_Exercise set_.
A - In the forum thread about the Pigeon Forge SQ competition, rewrite the passage that begins with "Right now, I’m" and ends after "EMMA looks complicated.", putting "USACi" in place of "EMMA".
B - Pick up the forum thread about the Pigeon Forge SQ competition after its last line and write what comes next.

_Document text_.
---------------

We will be hosting an SQ competition and GTG in Pigeon Forge April 29th and 30th. 
This will be a multi org event, with money round on Sunday. We have secured a group rate at the host hotel and there will be food on site.
Feel free to bring your families, as this area has an endless supply of attractions, hotels, and restaurants.


----------



## saltyone (Feb 2, 2019)

I’m in!


----------



## knever3 (Mar 9, 2009)

What is the group rate code for the reservation? I need to sell a cheap hotel for a vacation to my wife! Lol


----------



## saltyone (Feb 2, 2019)

Right now, I’m just a member of MECA. I need to join IASCA, MASQ, and EMMA quickly and start familiarizing myself with their rules. MECA is easy, EMMA looks complicated.


----------



## saltyone (Feb 2, 2019)

---------------

_Stored data_.

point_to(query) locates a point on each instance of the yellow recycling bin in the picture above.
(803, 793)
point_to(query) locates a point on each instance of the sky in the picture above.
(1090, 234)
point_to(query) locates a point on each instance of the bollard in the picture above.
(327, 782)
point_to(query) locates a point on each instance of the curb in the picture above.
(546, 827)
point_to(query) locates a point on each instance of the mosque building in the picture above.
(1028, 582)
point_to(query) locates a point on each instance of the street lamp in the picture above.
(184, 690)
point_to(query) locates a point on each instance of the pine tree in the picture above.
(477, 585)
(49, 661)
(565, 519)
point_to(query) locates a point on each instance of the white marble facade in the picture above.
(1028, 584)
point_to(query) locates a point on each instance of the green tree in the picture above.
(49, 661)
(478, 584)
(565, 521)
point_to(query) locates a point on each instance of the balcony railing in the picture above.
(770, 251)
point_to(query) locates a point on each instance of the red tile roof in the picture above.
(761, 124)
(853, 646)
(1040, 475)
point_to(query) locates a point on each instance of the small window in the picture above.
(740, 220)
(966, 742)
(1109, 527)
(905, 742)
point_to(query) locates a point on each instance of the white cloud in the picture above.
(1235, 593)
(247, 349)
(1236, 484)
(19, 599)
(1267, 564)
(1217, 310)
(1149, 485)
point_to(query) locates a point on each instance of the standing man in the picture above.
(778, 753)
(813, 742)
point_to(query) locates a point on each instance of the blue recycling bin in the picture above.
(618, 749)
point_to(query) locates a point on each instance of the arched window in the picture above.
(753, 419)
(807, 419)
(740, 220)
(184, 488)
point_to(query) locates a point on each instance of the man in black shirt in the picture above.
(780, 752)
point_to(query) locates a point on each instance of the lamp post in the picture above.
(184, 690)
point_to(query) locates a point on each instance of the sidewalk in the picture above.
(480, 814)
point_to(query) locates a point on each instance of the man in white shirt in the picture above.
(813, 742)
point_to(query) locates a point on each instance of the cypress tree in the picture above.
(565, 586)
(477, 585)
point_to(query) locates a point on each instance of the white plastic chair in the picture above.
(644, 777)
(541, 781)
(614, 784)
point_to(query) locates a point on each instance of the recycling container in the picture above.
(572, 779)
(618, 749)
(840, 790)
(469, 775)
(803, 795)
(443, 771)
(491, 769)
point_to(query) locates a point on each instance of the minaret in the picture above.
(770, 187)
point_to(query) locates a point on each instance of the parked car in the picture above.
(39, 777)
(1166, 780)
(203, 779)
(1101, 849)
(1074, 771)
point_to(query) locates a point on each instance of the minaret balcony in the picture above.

---------------

_Task answers_.
A -
Right now, I’m just a member of MECA. I need to join IASCA, MASQ, and USACi quickly and start familiarizing myself with their rules. MECA is easy, USACi looks complicated.

B -
Well, since I’m using Utopia midranges (3.5”), it looks I’ll be in the Pro Mod division in MASQ.


----------



## audiophile25 (Oct 5, 2008)

knever3 said:


> What is the group rate code for the reservation? I need to sell a cheap hotel for a vacation to my wife! Lol


When you call the music road resort.
+1 844-993-9644

The booking ID # 11620

Group name "Show Time Car Show"


----------



## mumbles (Jul 26, 2010)

This sounds promising, thanks for posting Michael!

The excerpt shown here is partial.